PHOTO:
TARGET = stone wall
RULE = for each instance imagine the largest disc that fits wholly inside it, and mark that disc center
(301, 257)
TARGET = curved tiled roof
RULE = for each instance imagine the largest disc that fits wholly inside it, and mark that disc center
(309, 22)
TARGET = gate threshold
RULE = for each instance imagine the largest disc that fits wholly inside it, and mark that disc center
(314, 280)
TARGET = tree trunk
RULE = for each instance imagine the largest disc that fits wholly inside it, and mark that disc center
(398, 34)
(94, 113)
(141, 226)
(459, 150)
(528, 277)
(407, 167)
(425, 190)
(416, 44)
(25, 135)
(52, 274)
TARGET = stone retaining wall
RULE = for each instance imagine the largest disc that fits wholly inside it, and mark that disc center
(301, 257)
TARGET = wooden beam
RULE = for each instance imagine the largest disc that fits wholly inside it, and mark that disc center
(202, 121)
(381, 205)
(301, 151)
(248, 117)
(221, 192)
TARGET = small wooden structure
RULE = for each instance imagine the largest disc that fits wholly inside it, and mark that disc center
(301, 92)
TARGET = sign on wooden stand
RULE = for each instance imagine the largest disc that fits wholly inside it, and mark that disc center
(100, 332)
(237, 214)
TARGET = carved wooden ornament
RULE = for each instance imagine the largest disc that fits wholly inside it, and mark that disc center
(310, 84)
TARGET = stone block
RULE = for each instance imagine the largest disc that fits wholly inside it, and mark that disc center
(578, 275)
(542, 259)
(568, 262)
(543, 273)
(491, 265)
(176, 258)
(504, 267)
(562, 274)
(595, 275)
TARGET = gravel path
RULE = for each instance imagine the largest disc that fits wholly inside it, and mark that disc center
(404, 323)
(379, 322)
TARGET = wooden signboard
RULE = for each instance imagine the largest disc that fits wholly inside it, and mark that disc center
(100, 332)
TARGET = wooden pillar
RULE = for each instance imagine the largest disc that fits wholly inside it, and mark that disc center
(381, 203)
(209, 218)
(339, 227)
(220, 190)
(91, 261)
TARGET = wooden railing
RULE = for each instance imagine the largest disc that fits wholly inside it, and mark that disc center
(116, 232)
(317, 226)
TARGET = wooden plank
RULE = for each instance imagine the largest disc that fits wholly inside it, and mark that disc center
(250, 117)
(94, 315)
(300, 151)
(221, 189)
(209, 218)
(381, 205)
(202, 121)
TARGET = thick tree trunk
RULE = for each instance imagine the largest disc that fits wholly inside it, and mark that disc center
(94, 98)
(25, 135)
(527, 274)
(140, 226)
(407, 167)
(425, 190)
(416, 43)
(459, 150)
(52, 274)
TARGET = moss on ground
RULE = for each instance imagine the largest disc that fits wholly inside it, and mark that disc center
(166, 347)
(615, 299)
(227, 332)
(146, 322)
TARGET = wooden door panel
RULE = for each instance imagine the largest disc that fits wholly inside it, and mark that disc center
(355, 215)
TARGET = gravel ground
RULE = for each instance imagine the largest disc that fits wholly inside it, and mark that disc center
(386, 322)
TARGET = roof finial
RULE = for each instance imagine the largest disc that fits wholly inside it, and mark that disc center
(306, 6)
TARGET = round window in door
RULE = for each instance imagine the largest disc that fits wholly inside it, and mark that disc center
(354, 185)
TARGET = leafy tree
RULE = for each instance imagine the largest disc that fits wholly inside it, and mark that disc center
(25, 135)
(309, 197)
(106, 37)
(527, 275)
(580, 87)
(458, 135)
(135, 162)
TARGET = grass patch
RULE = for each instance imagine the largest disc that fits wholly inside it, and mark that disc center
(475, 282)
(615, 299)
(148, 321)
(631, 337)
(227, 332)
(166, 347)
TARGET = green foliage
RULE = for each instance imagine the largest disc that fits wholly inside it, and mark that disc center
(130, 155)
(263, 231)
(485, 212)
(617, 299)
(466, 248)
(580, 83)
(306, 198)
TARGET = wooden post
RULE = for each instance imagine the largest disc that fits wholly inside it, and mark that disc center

AIM
Begin at the line that has "TARGET = wooden post" and stop after the last line of the data, then rewrite only those lines with "largest" changed to "biggest" and everything else unchanged.

THE COMPLETED TASK
TARGET = wooden post
RULE = for each instance imagine the biggest disc that fits wholly inside it, and mark that disc center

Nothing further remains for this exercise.